Text provided:

The Thought Crimes of Dharun Ravi

Recently, a young man of Indian origin was found guilty of most of the charges against him (the full verdict is available here).  The former Rutgers student was accused of using a webcam to spy on his roommate’s intimate encounters with an older man in his dorm room.  A few days later, the roommate, Tyler Clementi, later committed suicide by jumping off the George Washington Bridge, unleashing a firestorm of criticism against supposed homophobia and bullying.  Ravi now faces a possible ten-year prison sentence, and possible deportation.

A second student, Molly Wei was “let off” on the condition that she would undergo re-education counseling, do community service, and testify against Ravi.  One wonders what was involved in Wei’s testimony: did she testify honestly and openly?  Did she read from a prepared script?  Did she merely say what was required of her as part of the “deal” so that she could avoid prosecution?

In theory, Ravi was convicted for invading privacy, but the hate-crime charge adds to the prison sentence.  This isn’t really news to anyone who’s been around for a while: if two straight white men get into a fight, the police might break up the fight and fine each individual a certain amount.  However, if  one person happens to be a straight white man, and the other anything else, charges get trumped up and inevitably the jury will almost always be silently stacked to convict.  In this case, the judge and jury followed their scripts to the letter.

Apparently this isn’t enough for some leftists.  The New Yorker reported that online commentary called for lifetime imprisonment for Ravi and Wei.  Still others wanted more and opined that Ravi should have received the death penalty.  Of course, the same people frequently criticize laws in foreign country which they consider oppressive or unfair.  For instance, when Akmal Sheikh (a ‘Briton,’ the media claimed, despite the fact that Sheikh was born in Pakistan and lived in the United States for most of his life) was convicted of drug smuggling in China, there was a wide call for his release.  The fact that they believe someone worthy of the death penalty for being a “homophobe” is beyond hypocritical.

(Point annotation records)
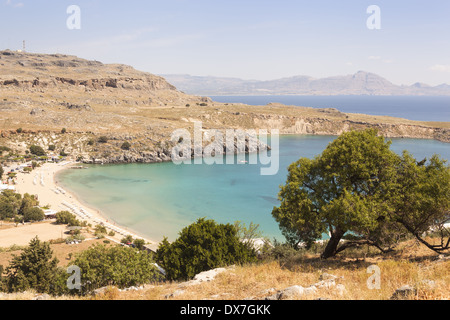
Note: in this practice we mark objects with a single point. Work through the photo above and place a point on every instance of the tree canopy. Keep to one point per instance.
(360, 188)
(202, 246)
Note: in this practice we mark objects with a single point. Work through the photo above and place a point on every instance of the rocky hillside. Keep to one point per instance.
(89, 110)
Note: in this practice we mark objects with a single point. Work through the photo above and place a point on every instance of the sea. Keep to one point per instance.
(159, 200)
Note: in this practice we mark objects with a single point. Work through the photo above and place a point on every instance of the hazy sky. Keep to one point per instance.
(249, 39)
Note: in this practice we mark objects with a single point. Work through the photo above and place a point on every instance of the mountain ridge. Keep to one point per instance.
(359, 83)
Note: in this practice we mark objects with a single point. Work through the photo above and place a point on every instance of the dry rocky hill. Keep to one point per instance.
(40, 94)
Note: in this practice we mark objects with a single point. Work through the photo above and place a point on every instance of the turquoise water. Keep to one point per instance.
(157, 200)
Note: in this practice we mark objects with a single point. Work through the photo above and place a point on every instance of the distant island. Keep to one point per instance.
(112, 113)
(360, 83)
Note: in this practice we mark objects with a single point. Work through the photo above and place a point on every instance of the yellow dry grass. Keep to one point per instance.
(413, 265)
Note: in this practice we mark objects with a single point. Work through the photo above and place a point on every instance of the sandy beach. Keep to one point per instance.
(41, 183)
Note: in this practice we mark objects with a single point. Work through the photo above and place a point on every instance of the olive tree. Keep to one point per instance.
(361, 189)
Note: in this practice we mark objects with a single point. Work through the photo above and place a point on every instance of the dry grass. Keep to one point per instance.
(413, 265)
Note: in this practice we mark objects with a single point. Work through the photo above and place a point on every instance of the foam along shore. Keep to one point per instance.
(42, 183)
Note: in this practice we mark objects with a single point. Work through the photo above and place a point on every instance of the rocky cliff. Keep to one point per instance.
(69, 103)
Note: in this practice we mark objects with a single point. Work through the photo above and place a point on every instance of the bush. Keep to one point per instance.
(202, 246)
(126, 146)
(120, 266)
(33, 214)
(35, 268)
(103, 139)
(65, 217)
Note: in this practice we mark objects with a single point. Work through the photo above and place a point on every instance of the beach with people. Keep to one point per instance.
(42, 183)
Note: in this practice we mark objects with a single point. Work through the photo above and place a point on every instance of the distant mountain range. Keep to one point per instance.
(360, 83)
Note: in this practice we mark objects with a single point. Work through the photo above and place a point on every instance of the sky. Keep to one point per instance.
(247, 39)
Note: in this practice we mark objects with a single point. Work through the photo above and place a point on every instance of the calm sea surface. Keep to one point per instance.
(157, 200)
(421, 108)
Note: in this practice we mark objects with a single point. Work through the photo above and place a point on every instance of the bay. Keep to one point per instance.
(157, 200)
(420, 108)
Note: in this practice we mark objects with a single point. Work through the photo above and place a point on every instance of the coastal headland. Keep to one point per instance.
(89, 112)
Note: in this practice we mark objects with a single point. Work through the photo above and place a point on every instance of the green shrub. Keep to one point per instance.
(120, 266)
(65, 217)
(103, 139)
(202, 246)
(35, 268)
(126, 146)
(33, 214)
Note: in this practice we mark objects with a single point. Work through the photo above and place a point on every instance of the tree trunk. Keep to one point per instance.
(331, 248)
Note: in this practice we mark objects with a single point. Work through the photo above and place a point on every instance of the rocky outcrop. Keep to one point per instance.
(323, 126)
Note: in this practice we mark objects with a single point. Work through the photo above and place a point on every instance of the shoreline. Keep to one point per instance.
(43, 182)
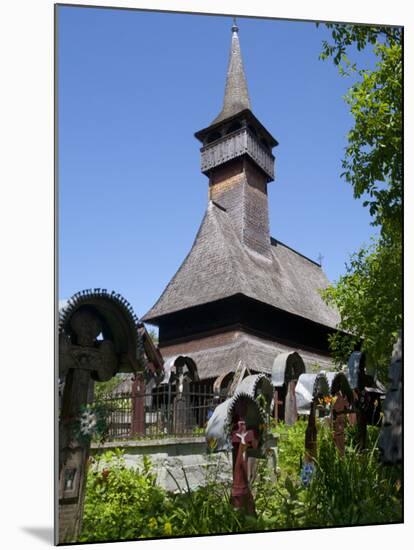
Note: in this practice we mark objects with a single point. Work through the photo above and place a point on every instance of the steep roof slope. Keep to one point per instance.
(219, 265)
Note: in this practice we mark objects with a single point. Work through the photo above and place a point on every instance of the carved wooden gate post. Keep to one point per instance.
(138, 405)
(291, 411)
(339, 411)
(311, 435)
(242, 439)
(98, 337)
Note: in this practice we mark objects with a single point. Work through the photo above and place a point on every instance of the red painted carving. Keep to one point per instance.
(138, 405)
(242, 439)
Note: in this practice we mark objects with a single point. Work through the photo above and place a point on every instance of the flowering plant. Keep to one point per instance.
(326, 403)
(306, 473)
(91, 422)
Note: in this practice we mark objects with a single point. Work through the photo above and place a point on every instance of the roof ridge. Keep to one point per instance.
(274, 241)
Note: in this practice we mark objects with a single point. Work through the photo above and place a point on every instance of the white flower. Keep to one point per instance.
(88, 423)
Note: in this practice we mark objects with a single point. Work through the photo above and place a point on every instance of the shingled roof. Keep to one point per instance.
(219, 265)
(255, 353)
(236, 95)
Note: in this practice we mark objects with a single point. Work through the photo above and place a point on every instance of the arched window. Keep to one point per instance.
(213, 137)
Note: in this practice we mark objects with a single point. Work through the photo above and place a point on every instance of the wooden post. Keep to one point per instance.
(339, 411)
(241, 496)
(291, 412)
(311, 436)
(138, 405)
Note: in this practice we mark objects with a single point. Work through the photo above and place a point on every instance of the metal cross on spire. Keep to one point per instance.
(236, 96)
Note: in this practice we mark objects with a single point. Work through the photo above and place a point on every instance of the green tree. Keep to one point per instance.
(369, 295)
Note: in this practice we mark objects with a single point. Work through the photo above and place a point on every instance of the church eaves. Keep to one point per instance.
(219, 266)
(236, 95)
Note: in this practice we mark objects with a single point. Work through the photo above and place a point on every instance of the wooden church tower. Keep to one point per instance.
(241, 296)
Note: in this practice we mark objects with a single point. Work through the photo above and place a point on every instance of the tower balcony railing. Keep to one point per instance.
(238, 143)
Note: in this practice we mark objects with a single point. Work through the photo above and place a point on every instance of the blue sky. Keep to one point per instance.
(133, 87)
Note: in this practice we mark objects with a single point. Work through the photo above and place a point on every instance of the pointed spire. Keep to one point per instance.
(236, 96)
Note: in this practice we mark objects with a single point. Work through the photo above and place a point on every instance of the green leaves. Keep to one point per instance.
(369, 296)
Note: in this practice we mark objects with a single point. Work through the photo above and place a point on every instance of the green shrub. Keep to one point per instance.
(355, 489)
(123, 503)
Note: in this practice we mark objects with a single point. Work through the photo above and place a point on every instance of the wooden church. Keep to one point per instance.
(241, 297)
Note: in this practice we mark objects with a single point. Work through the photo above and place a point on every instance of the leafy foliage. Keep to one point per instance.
(369, 295)
(352, 490)
(123, 503)
(369, 300)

Tasks for this exercise:
• a. According to the text about Dharun Ravi, what penalties does Ravi now face?
• b. Identify each line in the records that includes the word "church", and copy every such line.

The responses:
• a. A possible ten-year prison sentence and possible deportation.

• b.
Note: in this practice we mark objects with a single point. Work through the photo above and place a point on every instance of the church eaves. Keep to one point per instance.
Note: in this practice we mark objects with a single point. Work through the photo above and place a point on every instance of the wooden church tower. Keep to one point per instance.
Note: in this practice we mark objects with a single point. Work through the photo above and place a point on every instance of the wooden church. Keep to one point per instance.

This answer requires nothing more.